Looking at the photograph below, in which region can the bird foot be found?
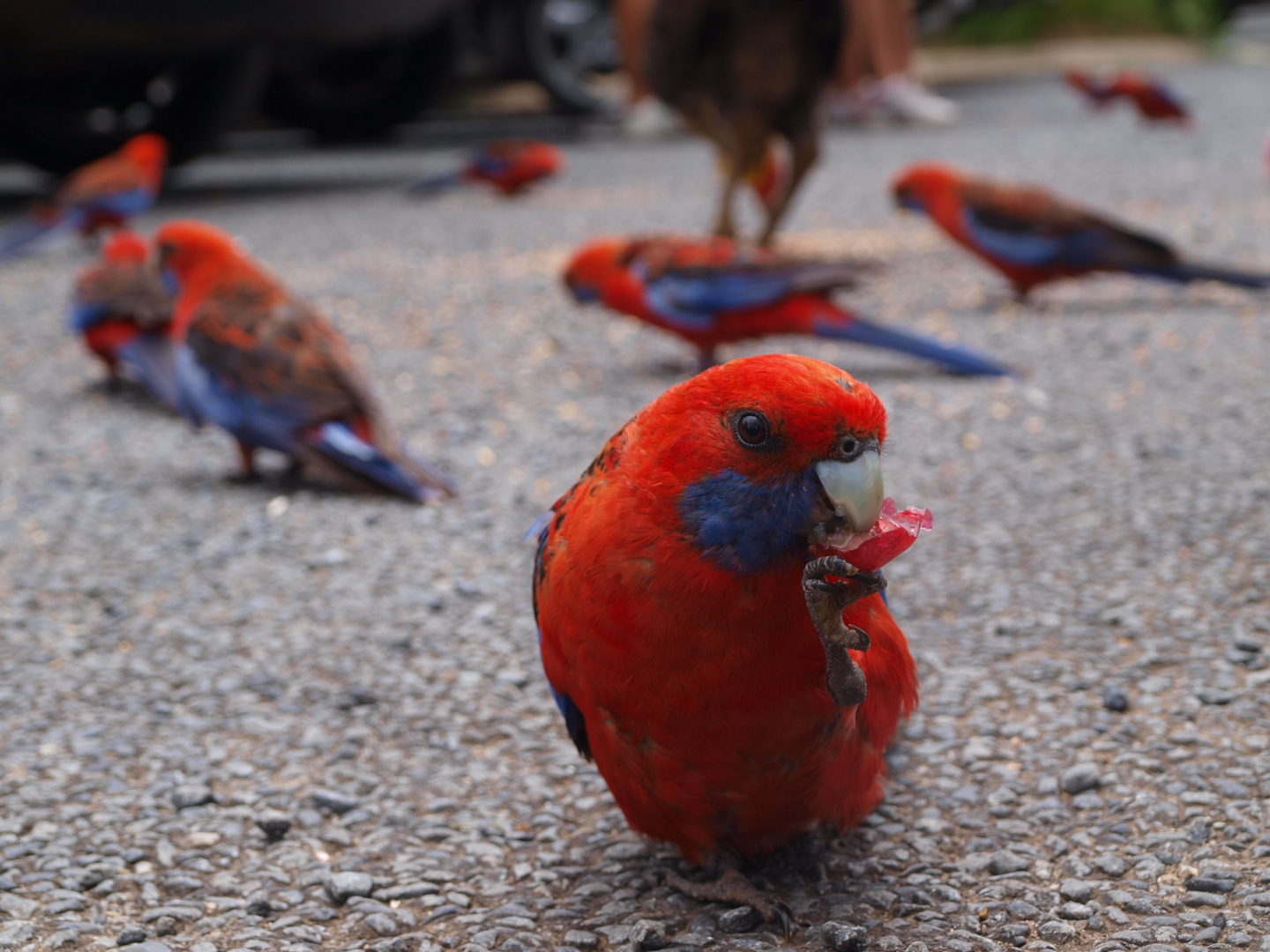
==
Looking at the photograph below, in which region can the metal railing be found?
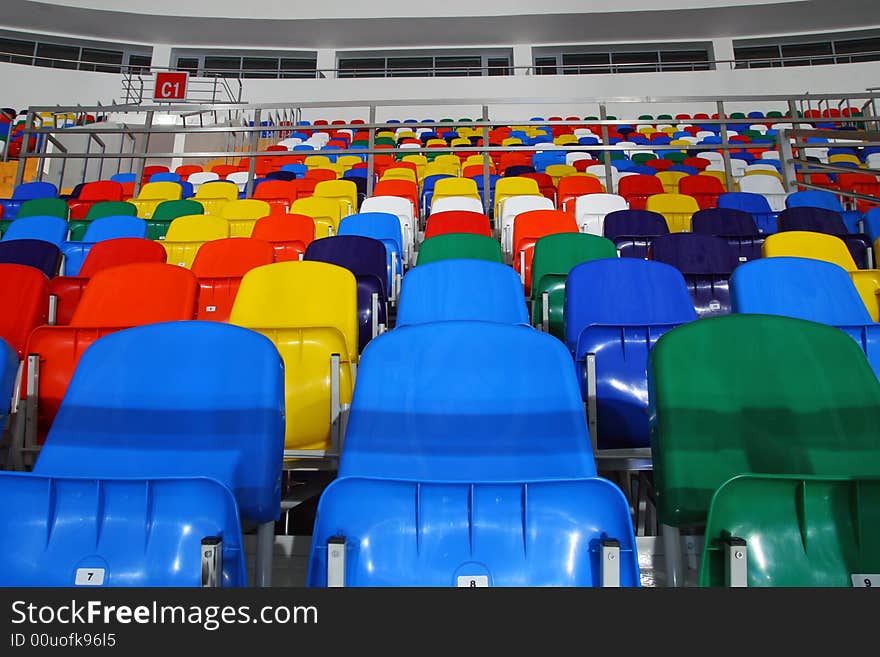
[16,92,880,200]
* * *
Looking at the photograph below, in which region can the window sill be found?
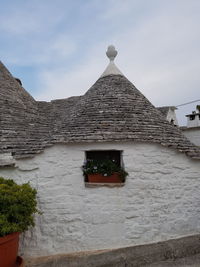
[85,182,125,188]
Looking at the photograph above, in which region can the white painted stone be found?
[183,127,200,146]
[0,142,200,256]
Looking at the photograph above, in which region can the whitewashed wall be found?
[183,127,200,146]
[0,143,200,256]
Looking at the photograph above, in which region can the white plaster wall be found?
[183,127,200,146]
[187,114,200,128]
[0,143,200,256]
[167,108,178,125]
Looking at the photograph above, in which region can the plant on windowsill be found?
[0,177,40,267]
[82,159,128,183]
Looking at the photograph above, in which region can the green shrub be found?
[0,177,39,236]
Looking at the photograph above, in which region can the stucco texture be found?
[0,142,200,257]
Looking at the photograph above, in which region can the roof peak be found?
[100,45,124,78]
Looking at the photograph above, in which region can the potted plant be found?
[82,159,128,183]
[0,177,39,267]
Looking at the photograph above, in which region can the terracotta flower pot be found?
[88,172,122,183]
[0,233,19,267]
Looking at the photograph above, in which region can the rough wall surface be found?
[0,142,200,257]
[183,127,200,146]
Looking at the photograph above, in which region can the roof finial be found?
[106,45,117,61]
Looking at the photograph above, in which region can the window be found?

▶ **What the exercise asks**
Could you echo the data verbatim, starting at the line that contains "Looking at the photograph above, in which region can the potted" and going up to and including the line that contains "Looking at the photograph above, in which region can the window"?

▶ **Task response**
Looking at the photograph above, in which region can the potted plant be found?
[82,159,128,183]
[0,177,39,267]
Looking at the photograph above, in which region can the terracotta flower pot be found?
[88,172,122,183]
[0,233,19,267]
Looking at the photograph above, in which region can the rough wall surface be found?
[0,142,200,257]
[183,127,200,146]
Looking at the photograph above, in which region can the roof finial be found?
[106,45,117,61]
Looking at the photograph above, in which region can the window be found?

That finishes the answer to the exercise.